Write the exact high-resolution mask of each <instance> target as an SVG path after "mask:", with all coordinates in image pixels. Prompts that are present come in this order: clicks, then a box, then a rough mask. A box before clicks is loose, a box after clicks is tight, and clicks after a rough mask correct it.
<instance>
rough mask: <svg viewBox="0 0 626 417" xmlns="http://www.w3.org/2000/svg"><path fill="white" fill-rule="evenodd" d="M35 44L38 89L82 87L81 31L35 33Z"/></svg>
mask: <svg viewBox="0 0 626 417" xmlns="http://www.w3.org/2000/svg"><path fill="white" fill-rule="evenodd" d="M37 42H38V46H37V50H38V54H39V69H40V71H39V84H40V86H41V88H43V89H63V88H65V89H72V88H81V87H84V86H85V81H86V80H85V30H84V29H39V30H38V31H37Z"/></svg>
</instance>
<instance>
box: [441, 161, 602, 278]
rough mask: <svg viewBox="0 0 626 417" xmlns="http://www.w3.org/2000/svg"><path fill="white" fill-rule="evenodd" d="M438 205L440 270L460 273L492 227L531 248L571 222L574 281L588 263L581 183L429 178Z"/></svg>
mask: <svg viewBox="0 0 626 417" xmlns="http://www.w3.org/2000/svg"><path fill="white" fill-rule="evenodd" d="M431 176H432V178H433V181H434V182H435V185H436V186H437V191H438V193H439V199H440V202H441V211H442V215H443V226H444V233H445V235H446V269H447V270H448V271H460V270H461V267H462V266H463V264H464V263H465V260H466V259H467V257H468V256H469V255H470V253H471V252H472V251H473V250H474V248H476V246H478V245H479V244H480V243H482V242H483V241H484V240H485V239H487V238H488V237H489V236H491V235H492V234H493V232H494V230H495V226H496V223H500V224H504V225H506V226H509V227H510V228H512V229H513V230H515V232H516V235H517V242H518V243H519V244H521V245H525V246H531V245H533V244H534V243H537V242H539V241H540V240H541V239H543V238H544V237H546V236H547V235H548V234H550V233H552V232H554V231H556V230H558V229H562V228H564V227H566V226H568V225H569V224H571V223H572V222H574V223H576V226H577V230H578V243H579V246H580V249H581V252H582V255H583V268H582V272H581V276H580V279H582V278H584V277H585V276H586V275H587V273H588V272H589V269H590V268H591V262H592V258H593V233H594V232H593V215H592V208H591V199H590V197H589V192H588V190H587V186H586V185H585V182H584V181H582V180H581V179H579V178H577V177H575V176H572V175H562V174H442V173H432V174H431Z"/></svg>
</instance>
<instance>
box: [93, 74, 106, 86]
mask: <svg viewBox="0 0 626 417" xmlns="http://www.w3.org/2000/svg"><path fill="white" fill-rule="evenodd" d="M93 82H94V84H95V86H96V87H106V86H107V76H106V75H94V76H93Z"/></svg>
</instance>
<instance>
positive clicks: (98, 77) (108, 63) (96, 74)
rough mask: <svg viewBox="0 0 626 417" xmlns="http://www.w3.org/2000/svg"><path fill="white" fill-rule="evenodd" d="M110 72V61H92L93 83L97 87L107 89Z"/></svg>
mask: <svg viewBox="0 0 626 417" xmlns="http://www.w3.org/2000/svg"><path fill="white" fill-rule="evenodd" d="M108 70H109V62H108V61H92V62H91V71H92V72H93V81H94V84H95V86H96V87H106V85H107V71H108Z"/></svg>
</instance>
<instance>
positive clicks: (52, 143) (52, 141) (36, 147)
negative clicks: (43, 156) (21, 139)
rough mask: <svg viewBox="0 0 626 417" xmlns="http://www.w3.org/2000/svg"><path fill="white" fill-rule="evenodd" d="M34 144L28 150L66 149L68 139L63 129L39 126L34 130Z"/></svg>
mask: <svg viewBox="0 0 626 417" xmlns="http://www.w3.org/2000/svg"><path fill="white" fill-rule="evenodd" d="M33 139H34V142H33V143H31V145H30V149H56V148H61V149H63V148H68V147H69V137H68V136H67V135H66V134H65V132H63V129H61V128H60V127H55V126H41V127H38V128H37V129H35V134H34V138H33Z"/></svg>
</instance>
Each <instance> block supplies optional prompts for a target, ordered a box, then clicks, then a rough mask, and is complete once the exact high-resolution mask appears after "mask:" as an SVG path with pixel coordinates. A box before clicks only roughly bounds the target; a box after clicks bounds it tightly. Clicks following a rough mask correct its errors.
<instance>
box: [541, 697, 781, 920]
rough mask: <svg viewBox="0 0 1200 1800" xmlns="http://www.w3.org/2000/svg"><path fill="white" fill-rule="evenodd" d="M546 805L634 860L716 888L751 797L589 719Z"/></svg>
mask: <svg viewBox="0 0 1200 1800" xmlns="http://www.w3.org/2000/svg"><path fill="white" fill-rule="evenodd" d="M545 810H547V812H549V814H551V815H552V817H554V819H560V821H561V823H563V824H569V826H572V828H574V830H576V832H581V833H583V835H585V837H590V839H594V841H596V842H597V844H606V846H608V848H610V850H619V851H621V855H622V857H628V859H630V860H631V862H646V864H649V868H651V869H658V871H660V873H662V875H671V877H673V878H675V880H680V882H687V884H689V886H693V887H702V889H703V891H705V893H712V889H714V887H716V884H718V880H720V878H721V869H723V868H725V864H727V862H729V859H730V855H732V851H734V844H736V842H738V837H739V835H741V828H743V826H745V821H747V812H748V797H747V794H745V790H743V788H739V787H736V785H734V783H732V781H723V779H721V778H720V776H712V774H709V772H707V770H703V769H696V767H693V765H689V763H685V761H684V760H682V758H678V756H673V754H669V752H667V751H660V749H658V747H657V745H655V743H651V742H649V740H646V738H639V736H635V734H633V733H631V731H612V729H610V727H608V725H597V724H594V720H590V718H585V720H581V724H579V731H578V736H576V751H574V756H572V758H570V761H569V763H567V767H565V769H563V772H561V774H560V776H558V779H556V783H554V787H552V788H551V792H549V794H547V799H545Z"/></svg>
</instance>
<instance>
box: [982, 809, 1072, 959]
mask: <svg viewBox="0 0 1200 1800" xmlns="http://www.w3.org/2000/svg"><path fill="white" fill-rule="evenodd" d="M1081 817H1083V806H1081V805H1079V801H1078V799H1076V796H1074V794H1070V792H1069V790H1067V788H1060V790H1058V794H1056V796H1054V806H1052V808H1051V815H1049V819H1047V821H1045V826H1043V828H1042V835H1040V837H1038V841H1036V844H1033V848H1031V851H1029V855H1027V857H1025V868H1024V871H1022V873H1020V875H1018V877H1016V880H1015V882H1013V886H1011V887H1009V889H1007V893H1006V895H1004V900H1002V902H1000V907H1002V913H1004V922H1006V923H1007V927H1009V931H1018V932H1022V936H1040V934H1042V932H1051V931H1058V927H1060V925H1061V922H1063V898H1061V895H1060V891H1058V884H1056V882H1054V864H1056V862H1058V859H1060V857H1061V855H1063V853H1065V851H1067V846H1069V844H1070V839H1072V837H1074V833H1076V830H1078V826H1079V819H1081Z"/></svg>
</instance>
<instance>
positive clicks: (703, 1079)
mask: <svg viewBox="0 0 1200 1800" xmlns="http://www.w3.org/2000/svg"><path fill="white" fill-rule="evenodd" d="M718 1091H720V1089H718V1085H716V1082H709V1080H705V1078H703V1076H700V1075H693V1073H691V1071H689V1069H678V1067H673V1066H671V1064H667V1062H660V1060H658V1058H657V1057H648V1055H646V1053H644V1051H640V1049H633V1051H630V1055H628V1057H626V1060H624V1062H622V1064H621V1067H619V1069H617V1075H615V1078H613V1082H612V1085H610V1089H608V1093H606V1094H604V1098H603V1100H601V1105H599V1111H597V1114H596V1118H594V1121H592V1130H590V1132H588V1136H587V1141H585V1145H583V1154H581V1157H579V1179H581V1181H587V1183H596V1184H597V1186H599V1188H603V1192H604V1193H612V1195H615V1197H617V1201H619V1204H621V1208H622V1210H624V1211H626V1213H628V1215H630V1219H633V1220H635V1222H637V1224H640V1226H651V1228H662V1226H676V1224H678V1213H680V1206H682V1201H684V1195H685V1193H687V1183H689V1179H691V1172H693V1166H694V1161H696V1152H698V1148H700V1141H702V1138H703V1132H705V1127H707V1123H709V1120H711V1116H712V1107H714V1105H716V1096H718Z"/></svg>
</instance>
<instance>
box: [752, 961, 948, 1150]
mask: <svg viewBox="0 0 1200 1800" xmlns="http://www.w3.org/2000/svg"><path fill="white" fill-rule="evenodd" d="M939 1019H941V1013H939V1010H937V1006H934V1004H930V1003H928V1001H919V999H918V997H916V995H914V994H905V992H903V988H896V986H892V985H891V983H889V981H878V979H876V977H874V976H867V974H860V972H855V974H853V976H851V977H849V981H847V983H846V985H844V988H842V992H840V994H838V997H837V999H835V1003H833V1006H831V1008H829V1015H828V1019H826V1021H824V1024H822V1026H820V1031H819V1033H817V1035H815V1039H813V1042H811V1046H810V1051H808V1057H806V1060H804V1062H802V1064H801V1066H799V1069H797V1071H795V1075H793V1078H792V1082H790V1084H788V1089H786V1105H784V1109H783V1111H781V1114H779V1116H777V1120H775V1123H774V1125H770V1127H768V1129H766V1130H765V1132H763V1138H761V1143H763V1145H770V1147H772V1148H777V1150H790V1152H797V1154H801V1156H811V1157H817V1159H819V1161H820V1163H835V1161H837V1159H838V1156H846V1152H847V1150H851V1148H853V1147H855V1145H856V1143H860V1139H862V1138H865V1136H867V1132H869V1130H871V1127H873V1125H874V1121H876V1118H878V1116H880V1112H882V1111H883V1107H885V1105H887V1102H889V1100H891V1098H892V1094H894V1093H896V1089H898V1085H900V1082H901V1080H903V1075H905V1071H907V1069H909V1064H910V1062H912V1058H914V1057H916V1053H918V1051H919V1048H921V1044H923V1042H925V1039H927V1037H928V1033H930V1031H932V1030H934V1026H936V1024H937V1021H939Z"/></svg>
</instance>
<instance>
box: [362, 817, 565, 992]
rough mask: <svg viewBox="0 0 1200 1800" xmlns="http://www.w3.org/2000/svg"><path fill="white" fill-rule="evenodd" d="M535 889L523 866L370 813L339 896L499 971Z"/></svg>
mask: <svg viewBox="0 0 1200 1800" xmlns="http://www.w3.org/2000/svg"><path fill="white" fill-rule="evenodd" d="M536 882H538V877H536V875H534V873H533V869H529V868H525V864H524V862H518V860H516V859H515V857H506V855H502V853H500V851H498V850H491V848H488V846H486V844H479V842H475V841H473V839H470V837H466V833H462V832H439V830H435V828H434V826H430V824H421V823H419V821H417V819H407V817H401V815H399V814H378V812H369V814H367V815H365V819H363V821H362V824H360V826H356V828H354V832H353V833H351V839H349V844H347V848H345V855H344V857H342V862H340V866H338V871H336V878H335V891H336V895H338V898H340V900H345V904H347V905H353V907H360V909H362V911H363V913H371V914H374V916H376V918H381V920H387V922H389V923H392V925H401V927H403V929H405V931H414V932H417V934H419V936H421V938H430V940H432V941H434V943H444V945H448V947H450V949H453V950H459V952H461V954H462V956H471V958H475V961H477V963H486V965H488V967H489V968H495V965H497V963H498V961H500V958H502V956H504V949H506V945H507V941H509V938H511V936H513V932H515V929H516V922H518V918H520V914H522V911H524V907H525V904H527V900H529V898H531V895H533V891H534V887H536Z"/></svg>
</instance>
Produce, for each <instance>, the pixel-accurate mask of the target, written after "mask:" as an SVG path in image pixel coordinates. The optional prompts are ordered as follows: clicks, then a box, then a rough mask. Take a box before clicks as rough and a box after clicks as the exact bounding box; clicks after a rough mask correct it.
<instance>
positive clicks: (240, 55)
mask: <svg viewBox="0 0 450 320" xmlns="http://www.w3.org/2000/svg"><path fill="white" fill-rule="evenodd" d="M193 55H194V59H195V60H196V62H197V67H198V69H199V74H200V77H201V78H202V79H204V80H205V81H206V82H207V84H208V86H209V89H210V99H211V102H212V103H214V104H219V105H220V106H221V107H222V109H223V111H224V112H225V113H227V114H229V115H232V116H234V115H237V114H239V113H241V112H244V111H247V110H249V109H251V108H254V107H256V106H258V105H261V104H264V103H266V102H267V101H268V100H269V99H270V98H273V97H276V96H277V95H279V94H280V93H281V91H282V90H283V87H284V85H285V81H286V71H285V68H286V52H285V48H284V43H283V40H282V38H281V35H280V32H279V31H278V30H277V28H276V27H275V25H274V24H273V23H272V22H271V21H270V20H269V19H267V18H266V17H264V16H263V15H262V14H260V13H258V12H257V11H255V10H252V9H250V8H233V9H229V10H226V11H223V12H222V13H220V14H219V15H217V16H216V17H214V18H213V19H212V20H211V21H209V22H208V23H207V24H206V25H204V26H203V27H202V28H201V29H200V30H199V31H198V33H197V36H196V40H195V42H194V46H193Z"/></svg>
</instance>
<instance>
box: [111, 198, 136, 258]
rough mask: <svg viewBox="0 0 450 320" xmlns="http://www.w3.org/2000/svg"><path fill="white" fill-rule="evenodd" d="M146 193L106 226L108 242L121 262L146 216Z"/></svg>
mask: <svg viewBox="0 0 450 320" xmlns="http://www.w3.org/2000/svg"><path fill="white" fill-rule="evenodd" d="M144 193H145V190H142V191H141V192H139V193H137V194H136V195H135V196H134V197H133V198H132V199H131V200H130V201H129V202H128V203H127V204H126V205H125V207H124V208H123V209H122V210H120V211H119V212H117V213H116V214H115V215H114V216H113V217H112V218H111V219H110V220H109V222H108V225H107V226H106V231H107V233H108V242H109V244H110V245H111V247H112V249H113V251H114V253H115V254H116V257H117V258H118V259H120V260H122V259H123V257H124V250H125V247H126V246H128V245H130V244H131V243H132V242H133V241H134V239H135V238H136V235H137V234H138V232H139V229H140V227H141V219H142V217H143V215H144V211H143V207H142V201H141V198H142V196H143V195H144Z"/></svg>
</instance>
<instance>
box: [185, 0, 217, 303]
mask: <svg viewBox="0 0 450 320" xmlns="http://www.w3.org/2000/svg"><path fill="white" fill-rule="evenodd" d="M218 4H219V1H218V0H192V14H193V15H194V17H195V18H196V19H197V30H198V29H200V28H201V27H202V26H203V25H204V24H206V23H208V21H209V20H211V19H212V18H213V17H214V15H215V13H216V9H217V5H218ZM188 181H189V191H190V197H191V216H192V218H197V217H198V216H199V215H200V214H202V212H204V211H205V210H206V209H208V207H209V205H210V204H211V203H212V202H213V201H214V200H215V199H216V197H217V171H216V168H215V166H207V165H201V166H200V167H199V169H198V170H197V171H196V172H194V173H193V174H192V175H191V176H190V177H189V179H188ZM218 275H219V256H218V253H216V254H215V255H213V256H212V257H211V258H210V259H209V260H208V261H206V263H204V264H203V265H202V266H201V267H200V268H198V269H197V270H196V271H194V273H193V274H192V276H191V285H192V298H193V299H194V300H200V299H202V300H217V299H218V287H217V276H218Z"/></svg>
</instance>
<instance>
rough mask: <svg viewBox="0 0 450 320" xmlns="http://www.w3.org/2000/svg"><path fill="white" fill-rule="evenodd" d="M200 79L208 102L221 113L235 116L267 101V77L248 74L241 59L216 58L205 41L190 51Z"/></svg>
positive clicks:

##############################

WORK INSTRUCTION:
Print the lines of the records from the first line through the line that contains "44L38 89L82 87L81", including both.

EXPECTED OUTPUT:
Write the exact high-resolution mask of each <instance> target as an SVG path after "mask:", with all coordinates in image pixels. Prompts that are present come in this order: clicks, then a box, then a rough mask. A box before clicks is loose, a box after clicks is tight, and clicks after a rough mask correct it.
<instance>
rough mask: <svg viewBox="0 0 626 417" xmlns="http://www.w3.org/2000/svg"><path fill="white" fill-rule="evenodd" d="M35 44L38 89L82 87L81 31L35 33Z"/></svg>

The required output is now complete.